____ EXTRAIT RETENU

Si vous me demandez mon opinion sur le Code criminel en tant qu'avocat, je vous dirai que, selon moi, l'auto-identification crée bel et bien de l'incertitude. Je pense que si un tribunal devait se pencher sur les modifications qui ne sont axées que sur le Code criminel, il faudrait qu'il mette en place un certain processus objectif. Autrement dit, une personne ne pourrait pas simplement s'auto-identifier sans dire à qui que ce soit ce que cela signifie, puis s'attendre à ce qu'un procureur intente des poursuites en vertu des dispositions pertinentes. Je pense que les tribunaux seraient d'avis que l'auto-identification doit reposer sur des preuves objectives et que, à cause de cette auto-identification, un individu a pris des mesures discriminatoires.

Le sénateur McIntyre : Ce que vous dites s'appliquerait-il aux deux articles du Code criminel — 318 et 718.2 —, qui définissent le principe de détermination de la peine?

M. Chipeur : Je pense que, en l'occurrence, il faudrait d'abord satisfaire au critère concernant l'objectivité avant d'en arriver à la détermination de la peine.

________
____ DONNÉES CONSIGNÉES

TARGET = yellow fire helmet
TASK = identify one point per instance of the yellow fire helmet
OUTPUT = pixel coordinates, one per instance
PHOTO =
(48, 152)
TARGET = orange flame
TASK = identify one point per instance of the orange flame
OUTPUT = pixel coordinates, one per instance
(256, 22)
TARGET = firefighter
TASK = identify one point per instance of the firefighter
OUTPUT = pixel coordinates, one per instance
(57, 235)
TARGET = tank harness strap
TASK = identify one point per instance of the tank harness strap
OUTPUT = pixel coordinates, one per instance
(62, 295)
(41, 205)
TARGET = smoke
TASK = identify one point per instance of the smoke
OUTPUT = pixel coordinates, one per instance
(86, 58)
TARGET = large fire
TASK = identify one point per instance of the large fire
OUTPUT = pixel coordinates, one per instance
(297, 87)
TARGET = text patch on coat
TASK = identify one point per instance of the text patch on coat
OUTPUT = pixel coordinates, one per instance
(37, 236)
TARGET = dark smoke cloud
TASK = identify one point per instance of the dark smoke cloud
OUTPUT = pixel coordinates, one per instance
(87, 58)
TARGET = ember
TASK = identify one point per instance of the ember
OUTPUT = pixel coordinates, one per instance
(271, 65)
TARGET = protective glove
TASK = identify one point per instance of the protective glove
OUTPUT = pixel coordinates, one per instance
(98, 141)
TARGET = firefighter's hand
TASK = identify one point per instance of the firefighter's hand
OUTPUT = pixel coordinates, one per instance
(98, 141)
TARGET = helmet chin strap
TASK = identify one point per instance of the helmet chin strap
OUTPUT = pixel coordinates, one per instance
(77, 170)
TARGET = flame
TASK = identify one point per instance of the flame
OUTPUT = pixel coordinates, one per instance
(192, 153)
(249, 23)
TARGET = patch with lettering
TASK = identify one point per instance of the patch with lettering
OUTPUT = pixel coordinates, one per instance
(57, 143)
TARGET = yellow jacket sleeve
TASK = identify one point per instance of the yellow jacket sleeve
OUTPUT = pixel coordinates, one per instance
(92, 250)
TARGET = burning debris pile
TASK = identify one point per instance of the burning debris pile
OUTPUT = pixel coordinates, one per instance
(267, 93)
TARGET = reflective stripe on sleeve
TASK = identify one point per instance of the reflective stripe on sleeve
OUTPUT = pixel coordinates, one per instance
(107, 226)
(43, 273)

________

CONSIGNE:
Dans l'extrait sur l'auto-identification, quel critère faudrait-il d'abord satisfaire selon M. Chipeur avant d'en arriver à la détermination de la peine, s'il vous plaît ? Ces enregistrements proviennent d'une autre source.

CORRIGÉ:
Le critère concernant l'objectivité.